• Passage to read
┄┄┄┄┄┄

Pechiney SA was a major aluminium conglomerate based in France.  The company was acquired in 2003 by the Alcan Corporation, headquartered in Canada. In 2007, Alcan itself was taken over by mining giant Rio Tinto Alcan.

Prior to its acquisition, Pechiney grew to be the world's 4th largest producer and developer of aluminium products, employing 34,000 people and operating 320 manufacturing and sales facilities in 50 countries at the time it was purchased by Alcan.  The group operated in all facets of the aluminium industry from bauxite mining to the development of sophisticated applications of metal products  in addition to international commodities trading and brokerage of the metal on the London Metal Exchange (LME).

Pechiney gained worldwide recognition for its use of electrolysis technology, and was a leader in specialty packaging and aerospace applications.

History
The company was founded in 1855 by Henri Merle as a producer of caustic soda at a manufacturing facility in Salindres.  Founded as Compagnie des Produits Chimiques Henri Merle the company was renamed in 1897 the Société des Produits Chimiques d'Alais et de la Camargue.

┄┄┄┄┄┄

• Recorded data
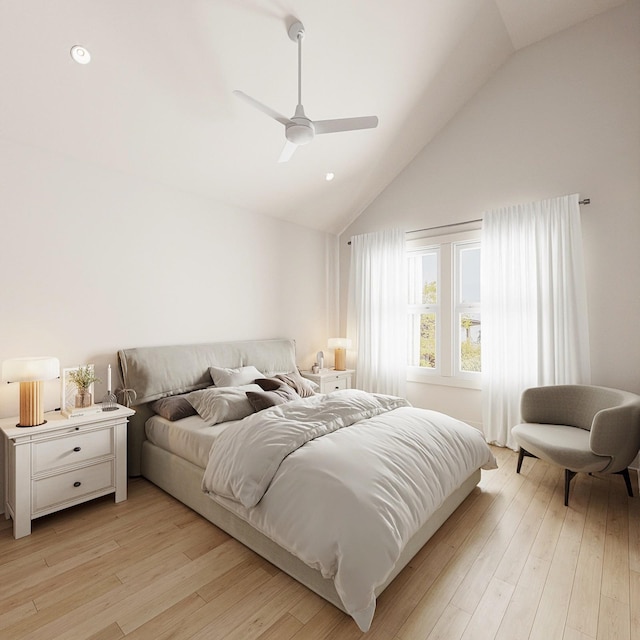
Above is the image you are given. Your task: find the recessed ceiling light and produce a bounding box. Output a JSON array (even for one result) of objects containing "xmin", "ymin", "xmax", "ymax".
[{"xmin": 71, "ymin": 44, "xmax": 91, "ymax": 64}]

┄┄┄┄┄┄

• What this exercise asks
- A) According to the passage on Pechiney, how many people did the company employ when Alcan purchased it?
- B) Reproduce the passage on Pechiney from "Pechiney SA was" up to and including "and aerospace applications.".

• Per-task outputs
- A) 34,000 people.

- B)
Pechiney SA was a major aluminium conglomerate based in France.  The company was acquired in 2003 by the Alcan Corporation, headquartered in Canada. In 2007, Alcan itself was taken over by mining giant Rio Tinto Alcan.

Prior to its acquisition, Pechiney grew to be the world's 4th largest producer and developer of aluminium products, employing 34,000 people and operating 320 manufacturing and sales facilities in 50 countries at the time it was purchased by Alcan.  The group operated in all facets of the aluminium industry from bauxite mining to the development of sophisticated applications of metal products  in addition to international commodities trading and brokerage of the metal on the London Metal Exchange (LME).

Pechiney gained worldwide recognition for its use of electrolysis technology, and was a leader in specialty packaging and aerospace applications.